Segment Start: TEXT EXCERPT

More mundanely it seems to also have problems interpreting tables of data on pages, so if it is asked about SMU Libraries opening hours or loan privileges, it finds the right pages with the answer but often confidently asserts the wrong opening hours (see actual page with information) or loan privileges (see actual page with information)!
While Large Language models can be set to always give the same answer by always generating tokens (words) with the highest probability, it is often set to vary (as it is in New Bing) its answer (see the “Temperature” parameter when using OpenAI’s API), so you will get slightly different answers each time you run it even with the same query and the page doesn’t change. I have found when it gives the wrong answer (extracts or misinterprets information from the page), rerunning it many times tends to give the wrong answer but once in a blue moon it gets it correct.
Given the above, if one chooses to rely on such tools, I highly recommend you use it with caution. Do not assume the answers given are correct without checking the source or cross checking with other sources.

Segment End: TEXT EXCERPT

THE TASK:
Retype the excerpt on New Bing's answers, starting at the words "While Large Language" and stopping after "with other sources.".

Segment Start: DATA RECORDS

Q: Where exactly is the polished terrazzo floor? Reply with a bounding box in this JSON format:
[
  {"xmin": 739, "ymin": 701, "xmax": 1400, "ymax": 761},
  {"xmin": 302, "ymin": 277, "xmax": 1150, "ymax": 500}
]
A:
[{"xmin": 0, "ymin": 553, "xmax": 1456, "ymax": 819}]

Segment End: DATA RECORDS

REPLY:
While Large Language models can be set to always give the same answer by always generating tokens (words) with the highest probability, it is often set to vary (as it is in New Bing) its answer (see the “Temperature” parameter when using OpenAI’s API), so you will get slightly different answers each time you run it even with the same query and the page doesn’t change. I have found when it gives the wrong answer (extracts or misinterprets information from the page), rerunning it many times tends to give the wrong answer but once in a blue moon it gets it correct.
Given the above, if one chooses to rely on such tools, I highly recommend you use it with caution. Do not assume the answers given are correct without checking the source or cross checking with other sources.